▶ Permintaan 1:
Kutip bagian artikel tentang Gedung DPR mulai dari "Jumat (17/8/1945) pagi, bangsa" sampai dengan "Badan Pemeriksa Keuangan.".

── Sumber ──

Sekelumit Kisah Gedung DPR
Edsus Akhir Tahun 2012:

Sekelumit Kisah Gedung DPR

Keterbatasan gedung kala itu mengharuskan persidangan anggota Dewan berpindah tempat.

RFQ
Bacaan 2 Menit
Gedung DPR yang terletak di tepi Jalan Jenderal Gatot Subroto, Jakarta Pusat. Foto: Sgp
Gedung DPR yang terletak di tepi Jalan Jenderal Gatot Subroto, Jakarta Pusat. Foto: Sgp

Siapa yang tak kenal Gedung DPR. Bangunan mewah pada zamannya, terletak di tepi Jalan Jenderal Gatot Subroto, Jakarta Pusat. Bangunan yang ditempati para wakil rakyat sudah sering mendapat sorotan dan menjadi pusat demontrasi.

Siapa sangka gedung yang digunakan untuk merumuskan, pembahasan dan mengesahkan sejumlah Undang-Undang (UU) itu ternyata bermula di samping Lapangan Banteng, Jakarta Pusat. Periode 1964 silam, pimpinan Dewan Perwakilan Rakyat Gotong Royong (DPR GR) yakni H Arudji Kartawinata  berencana meremajakan bangunan tempat bersidang mereka di samping Lapangan Banteng.

Sejak Februari 1965, DPR-GR pindahke Senayan, menempati gedung eks-Komando Urusan Pembangunan Asian Games (KUPAG). Bangunan diperluas agar dapat menampung dan memadai aktivitas para anggota DPR GRagar bisa menggelar sidang. Penyelenggaraan rapat pleno digelar di gedung basket. Begitupun penyelenggaraan sidang MPRS pada 1966 dan sidang istimewa MPRS periode 1967 menggunakan Gedung Istana Olahraga. Minimnya tempat dan bangunan yang digunakan tak menyurutkan semangat untuk menunjukan Indonesia adalah negara demokrasi di mata dunia.

Jumat (17/8/1945) pagi, bangsa Indonesia memproklamirkan kemerdekaan. Kemerdekaan yang telah didambakan ratusan tahun itu akhirnya tiba. Itu artinya, titik awal pemerintahan negeri khatulistiwa ini dimulai. Hiruk-pikuk rakyat di seluruh penjuru nusantara berderu. Namun tidak disadari, kala itu bangsa Indonesia belum memiliki perangkat kelengkapan pemerintahan.

Selang sehari sejak proklamasi, Soekarno ditetapkan sebagai presiden, sedangkan M Hatta sebagai wakil presiden. Kabinet pertama menggunakan sistem presidensial. Panitia Persiapan Kemerdekaan Indonesia (PPKI) mengesahkan UUD 1945 sebagai konstitusi. Dalam konstitusi disebutkan beberapa alat kelengkapan negara terdiri MPR, Presiden, Dewan Pertimbangan Agung, Kementrian Negara, Dewan Perwakilan Rakyat, dan Mahkamah Agung, dan Badan Pemeriksa Keuangan.

───
── Entri yang Disediakan ──

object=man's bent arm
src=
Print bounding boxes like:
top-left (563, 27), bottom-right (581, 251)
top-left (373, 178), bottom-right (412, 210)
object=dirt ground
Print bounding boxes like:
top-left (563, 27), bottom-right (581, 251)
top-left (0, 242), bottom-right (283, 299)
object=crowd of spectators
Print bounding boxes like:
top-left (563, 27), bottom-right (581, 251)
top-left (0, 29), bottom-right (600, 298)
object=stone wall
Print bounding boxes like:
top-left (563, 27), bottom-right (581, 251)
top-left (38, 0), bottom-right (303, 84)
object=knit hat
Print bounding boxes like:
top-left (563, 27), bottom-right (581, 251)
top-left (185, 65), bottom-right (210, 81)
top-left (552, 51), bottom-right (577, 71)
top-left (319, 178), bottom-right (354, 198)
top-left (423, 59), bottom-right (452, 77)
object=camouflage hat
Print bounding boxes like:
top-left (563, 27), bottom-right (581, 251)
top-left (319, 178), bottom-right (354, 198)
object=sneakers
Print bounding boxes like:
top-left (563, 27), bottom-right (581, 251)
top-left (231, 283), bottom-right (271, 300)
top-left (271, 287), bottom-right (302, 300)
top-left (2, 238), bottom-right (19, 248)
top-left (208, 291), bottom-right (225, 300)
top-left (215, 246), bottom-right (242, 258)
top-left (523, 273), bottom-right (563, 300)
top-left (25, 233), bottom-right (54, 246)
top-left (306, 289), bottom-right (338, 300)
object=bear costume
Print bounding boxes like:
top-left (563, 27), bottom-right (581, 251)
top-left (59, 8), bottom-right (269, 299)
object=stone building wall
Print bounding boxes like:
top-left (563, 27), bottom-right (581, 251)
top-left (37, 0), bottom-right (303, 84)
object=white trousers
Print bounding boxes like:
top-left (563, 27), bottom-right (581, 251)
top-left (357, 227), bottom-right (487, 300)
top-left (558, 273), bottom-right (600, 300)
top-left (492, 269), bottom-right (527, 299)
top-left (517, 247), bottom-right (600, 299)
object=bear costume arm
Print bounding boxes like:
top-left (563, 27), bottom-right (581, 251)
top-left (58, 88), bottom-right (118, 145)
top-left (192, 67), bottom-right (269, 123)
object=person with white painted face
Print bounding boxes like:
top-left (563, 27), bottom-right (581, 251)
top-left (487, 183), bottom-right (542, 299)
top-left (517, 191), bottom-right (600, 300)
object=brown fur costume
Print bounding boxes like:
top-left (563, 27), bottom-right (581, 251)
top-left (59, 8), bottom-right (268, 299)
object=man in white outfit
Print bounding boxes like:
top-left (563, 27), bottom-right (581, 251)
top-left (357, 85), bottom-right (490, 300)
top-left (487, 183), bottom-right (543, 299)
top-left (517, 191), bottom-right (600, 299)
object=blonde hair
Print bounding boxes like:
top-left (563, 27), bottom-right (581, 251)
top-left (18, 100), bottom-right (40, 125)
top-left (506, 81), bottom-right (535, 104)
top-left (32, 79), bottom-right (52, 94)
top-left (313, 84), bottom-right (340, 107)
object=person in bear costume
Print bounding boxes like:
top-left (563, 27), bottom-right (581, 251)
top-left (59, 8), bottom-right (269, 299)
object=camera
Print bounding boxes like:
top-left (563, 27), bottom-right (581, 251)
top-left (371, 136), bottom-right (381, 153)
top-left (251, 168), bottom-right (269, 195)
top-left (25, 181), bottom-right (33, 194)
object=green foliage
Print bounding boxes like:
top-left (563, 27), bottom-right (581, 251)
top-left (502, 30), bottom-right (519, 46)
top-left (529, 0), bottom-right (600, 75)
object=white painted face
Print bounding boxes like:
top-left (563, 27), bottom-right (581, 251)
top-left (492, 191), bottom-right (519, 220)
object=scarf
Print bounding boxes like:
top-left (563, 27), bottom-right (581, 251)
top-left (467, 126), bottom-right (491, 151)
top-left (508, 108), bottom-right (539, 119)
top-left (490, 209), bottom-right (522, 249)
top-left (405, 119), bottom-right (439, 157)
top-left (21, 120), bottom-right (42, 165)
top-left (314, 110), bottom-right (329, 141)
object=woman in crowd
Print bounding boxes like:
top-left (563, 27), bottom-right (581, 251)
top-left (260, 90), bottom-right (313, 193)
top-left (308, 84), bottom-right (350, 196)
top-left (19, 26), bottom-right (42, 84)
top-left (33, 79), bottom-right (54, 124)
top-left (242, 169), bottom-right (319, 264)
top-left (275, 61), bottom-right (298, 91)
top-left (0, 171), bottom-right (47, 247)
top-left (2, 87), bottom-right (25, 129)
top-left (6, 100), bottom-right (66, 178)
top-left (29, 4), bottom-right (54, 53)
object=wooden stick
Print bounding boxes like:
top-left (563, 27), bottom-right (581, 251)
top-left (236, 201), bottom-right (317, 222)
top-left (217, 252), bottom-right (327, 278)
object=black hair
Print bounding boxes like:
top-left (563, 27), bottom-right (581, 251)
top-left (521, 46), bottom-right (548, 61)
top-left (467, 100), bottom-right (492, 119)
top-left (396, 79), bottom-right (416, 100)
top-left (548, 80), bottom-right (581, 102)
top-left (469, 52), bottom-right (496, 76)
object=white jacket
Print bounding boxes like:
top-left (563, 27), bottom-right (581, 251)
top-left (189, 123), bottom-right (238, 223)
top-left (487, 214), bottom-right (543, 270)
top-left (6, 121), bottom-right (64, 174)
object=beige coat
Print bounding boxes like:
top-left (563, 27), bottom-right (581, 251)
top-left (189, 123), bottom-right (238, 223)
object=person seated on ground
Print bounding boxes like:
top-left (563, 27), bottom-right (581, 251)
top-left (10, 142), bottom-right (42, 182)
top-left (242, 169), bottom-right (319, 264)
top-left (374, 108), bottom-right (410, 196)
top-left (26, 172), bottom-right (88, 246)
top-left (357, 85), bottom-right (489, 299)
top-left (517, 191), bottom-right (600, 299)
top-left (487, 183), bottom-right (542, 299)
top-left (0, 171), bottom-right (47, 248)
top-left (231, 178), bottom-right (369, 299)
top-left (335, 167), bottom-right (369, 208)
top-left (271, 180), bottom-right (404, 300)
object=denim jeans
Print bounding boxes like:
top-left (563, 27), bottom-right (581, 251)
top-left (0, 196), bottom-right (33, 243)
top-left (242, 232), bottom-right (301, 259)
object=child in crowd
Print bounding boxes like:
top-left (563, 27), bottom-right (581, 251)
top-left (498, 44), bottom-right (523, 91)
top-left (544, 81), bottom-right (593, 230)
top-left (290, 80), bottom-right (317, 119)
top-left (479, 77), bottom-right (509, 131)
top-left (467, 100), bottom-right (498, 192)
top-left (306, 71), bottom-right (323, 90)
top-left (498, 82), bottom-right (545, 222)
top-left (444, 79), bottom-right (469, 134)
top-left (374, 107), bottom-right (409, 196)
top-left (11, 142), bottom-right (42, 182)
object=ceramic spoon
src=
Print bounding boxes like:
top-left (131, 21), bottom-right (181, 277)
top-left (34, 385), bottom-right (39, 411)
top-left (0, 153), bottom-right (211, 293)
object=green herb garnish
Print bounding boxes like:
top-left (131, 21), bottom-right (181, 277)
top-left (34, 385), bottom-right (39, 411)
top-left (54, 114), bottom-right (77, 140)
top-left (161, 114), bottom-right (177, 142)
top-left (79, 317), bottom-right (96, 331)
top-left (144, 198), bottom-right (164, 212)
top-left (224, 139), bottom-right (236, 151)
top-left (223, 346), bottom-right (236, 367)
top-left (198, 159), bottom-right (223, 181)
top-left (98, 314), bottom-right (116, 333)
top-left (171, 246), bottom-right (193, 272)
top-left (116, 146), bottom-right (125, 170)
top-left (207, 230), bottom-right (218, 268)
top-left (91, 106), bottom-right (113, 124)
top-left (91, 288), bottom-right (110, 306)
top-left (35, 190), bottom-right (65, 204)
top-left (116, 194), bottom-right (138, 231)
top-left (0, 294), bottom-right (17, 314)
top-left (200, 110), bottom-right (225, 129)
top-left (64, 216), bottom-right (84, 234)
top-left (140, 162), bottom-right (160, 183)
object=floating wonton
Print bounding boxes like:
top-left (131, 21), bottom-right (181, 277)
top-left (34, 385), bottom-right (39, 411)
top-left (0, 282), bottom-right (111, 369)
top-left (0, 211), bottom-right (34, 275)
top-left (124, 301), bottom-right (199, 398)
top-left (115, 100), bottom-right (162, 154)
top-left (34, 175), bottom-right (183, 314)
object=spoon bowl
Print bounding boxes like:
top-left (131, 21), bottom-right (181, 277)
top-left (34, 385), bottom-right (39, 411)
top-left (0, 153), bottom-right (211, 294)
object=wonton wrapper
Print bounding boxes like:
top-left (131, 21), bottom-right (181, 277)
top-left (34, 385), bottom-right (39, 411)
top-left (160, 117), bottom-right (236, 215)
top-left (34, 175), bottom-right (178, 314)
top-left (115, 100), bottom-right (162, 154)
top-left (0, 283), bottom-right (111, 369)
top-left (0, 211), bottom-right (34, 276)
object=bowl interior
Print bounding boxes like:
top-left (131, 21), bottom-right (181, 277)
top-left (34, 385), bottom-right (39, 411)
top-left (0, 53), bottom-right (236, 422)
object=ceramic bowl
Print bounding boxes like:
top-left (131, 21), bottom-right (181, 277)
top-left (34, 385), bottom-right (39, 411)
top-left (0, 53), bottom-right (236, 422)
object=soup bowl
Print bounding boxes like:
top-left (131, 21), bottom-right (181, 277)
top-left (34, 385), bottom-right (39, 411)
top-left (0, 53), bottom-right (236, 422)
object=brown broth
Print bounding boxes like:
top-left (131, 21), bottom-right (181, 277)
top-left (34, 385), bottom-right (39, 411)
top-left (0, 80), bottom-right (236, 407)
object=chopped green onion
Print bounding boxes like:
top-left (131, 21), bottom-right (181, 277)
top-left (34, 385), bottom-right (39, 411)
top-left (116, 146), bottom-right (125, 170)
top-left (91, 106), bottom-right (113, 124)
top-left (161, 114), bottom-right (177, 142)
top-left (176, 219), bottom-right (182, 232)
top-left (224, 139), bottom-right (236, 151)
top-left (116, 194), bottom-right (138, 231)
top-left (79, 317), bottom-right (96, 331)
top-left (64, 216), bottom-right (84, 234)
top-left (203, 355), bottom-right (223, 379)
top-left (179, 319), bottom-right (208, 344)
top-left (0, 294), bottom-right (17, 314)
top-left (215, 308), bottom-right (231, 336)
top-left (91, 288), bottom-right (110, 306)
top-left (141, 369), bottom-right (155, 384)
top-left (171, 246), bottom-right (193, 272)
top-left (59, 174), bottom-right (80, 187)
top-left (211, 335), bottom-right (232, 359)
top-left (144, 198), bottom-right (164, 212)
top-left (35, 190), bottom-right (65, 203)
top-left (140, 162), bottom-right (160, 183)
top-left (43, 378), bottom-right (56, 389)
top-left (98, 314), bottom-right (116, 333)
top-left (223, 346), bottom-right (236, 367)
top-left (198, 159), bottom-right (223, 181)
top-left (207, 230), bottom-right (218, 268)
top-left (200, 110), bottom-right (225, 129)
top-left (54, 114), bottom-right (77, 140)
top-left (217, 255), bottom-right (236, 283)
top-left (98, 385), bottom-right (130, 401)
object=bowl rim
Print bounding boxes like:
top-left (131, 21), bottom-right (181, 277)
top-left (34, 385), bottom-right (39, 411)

───

▶ Permintaan 2:
Kalikan dengan 0,6 setiap koordinat pada jawaban di baris data, mulai dari baris yang memuat "object=bowl interior" sampai dengan baris yang memuat "top-left (0, 80), bottom-right (236, 407)", lalu bulatkan ke bilangan bulat dengan nilai setengah dibulatkan ke atas. Tolong tulis ulang hanya baris-baris itu secara lengkap, termasuk permintaannya.

▶ Jawaban 1:
Jumat (17/8/1945) pagi, bangsa Indonesia memproklamirkan kemerdekaan. Kemerdekaan yang telah didambakan ratusan tahun itu akhirnya tiba. Itu artinya, titik awal pemerintahan negeri khatulistiwa ini dimulai. Hiruk-pikuk rakyat di seluruh penjuru nusantara berderu. Namun tidak disadari, kala itu bangsa Indonesia belum memiliki perangkat kelengkapan pemerintahan.

Selang sehari sejak proklamasi, Soekarno ditetapkan sebagai presiden, sedangkan M Hatta sebagai wakil presiden. Kabinet pertama menggunakan sistem presidensial. Panitia Persiapan Kemerdekaan Indonesia (PPKI) mengesahkan UUD 1945 sebagai konstitusi. Dalam konstitusi disebutkan beberapa alat kelengkapan negara terdiri MPR, Presiden, Dewan Pertimbangan Agung, Kementrian Negara, Dewan Perwakilan Rakyat, dan Mahkamah Agung, dan Badan Pemeriksa Keuangan.

▶ Jawaban 2:
object=bowl interior
Print bounding boxes like:
top-left (131, 21), bottom-right (181, 277)
top-left (34, 385), bottom-right (39, 411)
top-left (0, 32), bottom-right (142, 253)
object=ceramic bowl
Print bounding boxes like:
top-left (131, 21), bottom-right (181, 277)
top-left (34, 385), bottom-right (39, 411)
top-left (0, 32), bottom-right (142, 253)
object=soup bowl
Print bounding boxes like:
top-left (131, 21), bottom-right (181, 277)
top-left (34, 385), bottom-right (39, 411)
top-left (0, 32), bottom-right (142, 253)
object=brown broth
Print bounding boxes like:
top-left (131, 21), bottom-right (181, 277)
top-left (34, 385), bottom-right (39, 411)
top-left (0, 48), bottom-right (142, 244)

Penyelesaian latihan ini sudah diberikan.